§ Brief
Each entry here is to be restated word for word.

(Source data)
•••

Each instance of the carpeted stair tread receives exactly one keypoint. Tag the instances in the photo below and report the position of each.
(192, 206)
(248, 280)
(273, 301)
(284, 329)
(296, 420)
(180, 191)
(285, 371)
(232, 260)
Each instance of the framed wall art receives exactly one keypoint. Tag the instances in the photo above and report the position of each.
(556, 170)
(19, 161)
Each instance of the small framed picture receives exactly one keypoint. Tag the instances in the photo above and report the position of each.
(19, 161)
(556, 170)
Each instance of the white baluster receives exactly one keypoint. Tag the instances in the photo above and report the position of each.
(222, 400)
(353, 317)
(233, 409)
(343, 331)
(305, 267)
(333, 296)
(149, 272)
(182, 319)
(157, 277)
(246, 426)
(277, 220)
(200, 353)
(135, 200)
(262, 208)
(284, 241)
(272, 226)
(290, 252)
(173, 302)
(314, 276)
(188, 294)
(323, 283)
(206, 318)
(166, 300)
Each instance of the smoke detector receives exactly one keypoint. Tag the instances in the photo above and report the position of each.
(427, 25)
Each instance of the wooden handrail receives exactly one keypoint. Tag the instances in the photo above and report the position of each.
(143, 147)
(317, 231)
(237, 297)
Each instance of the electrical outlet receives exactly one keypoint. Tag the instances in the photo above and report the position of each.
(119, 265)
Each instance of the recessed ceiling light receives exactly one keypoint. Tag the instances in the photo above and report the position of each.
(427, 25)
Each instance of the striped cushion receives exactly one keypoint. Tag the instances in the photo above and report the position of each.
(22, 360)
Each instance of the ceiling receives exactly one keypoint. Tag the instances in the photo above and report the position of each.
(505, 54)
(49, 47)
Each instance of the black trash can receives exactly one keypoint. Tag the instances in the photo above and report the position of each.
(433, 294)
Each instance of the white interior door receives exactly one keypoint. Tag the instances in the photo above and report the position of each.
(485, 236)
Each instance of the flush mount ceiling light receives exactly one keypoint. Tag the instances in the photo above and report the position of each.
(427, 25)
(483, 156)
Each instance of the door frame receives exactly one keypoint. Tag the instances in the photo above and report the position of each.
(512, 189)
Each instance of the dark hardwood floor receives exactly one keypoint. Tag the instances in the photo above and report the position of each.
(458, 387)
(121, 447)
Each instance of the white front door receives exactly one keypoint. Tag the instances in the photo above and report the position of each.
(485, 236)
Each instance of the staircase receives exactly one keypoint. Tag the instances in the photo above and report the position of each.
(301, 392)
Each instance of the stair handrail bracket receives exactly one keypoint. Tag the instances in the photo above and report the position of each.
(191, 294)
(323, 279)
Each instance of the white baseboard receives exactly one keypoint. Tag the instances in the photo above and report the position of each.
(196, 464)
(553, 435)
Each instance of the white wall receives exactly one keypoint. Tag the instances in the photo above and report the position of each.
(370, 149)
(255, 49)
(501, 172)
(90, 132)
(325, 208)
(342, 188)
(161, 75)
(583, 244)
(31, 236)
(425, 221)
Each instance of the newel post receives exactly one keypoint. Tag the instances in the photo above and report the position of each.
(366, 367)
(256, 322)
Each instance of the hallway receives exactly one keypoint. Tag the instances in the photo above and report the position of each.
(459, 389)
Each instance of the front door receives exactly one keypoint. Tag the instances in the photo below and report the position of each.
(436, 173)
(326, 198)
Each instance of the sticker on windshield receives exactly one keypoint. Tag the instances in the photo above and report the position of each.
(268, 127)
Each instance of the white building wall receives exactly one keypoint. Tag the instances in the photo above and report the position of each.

•••

§ Exercise output
Each instance of the carpeted stair tread receives exactly one keypoint. Tag the instances in the photo below and report the position of each.
(192, 206)
(248, 280)
(273, 301)
(284, 329)
(296, 420)
(180, 191)
(285, 371)
(232, 260)
Each instance of the framed wall art receives exactly one keypoint. Tag the instances in the photo above and report the position of each.
(556, 170)
(19, 161)
Each instance of the small framed picture receives exactly one keypoint. Tag the instances in the photo above and report the position of each.
(19, 161)
(556, 170)
Each instance of the white baluster receives exactly one keypoint. Tag the instances in the photo above and report the position of each.
(222, 400)
(353, 317)
(233, 409)
(343, 331)
(305, 267)
(333, 296)
(149, 272)
(182, 319)
(157, 277)
(246, 426)
(277, 220)
(200, 353)
(135, 200)
(262, 208)
(284, 241)
(272, 226)
(290, 252)
(173, 302)
(314, 276)
(188, 294)
(323, 283)
(206, 318)
(166, 300)
Each instance of the smoke detector receives exactly one keypoint. Tag the instances in the photo above and report the position of each.
(427, 25)
Each instance of the wooden handrail receives exactly one keypoint. Tag the instances in the photo above and report the position of each.
(143, 147)
(317, 231)
(237, 297)
Each instance of the electrical outlet receives exactly one keypoint. Tag the instances in the photo above and report the position of each.
(119, 265)
Each instance of the recessed ceiling light receives exactly one keypoint. Tag the instances in the photo above and report the position of each.
(427, 25)
Each instance of the striped cushion receives exactly one keypoint. Tag the instances in the photo above and report the position of each.
(22, 360)
Each instance of the ceiling receives exactly one keypoint. Tag the instances in the photo above and report the position of each.
(505, 54)
(49, 47)
Each instance of the black trash can receives exactly one keypoint. Tag the instances in the photo above and report the position of each.
(433, 294)
Each instance of the white interior door receives exactly one keypoint. Tag the instances in the photo above and report the position of each.
(485, 236)
Each instance of the flush mount ceiling light receives exactly one keypoint. Tag the instances in the photo above and report the position of each.
(427, 25)
(483, 156)
Each instance of the door frame receives exactly one keypoint. Tag the instances in the photo above and report the position of each.
(512, 189)
Each instance of the dark hardwood floor receives exactly one keypoint. Tag the instances in the photo above and report the position of each.
(458, 387)
(121, 447)
Each instance of the white front door receives exactly one keypoint. Tag the instances in the photo above and report the position of each.
(485, 236)
Each instance of the staircase receives exactly one keypoint. Tag the instances in the photo above and report the position of each.
(301, 392)
Each instance of the stair handrail bracket receives exactly one keypoint. Tag the instances in the photo above and report the position of each.
(191, 294)
(323, 279)
Each instance of the white baseboard receives exactly one keypoint. Tag the instances in the photo above and report the position of each.
(196, 464)
(553, 435)
Each instance of the white wall receives exactly one keypoint. Tag the instances in the photo above and report the position of each.
(370, 149)
(255, 49)
(501, 172)
(90, 132)
(325, 208)
(342, 188)
(161, 75)
(583, 244)
(31, 236)
(425, 221)
Each instance of the newel post receives exactly one keypoint. Tag the instances in the photo above and report the position of each.
(366, 367)
(256, 322)
Each instance of the hallway receives exactly one keypoint. Tag the instances in the photo above and report the position of each.
(459, 389)
Each instance of the front door receives exactly one keypoint. Tag the instances in the photo below and report the position of each.
(436, 173)
(326, 198)
Each instance of the sticker on windshield receives exactly one keypoint. Tag the instances in the photo above and report the position of each.
(268, 127)
Each instance of the white building wall receives exactly one keypoint. Tag the instances in the photo above and report the position of each.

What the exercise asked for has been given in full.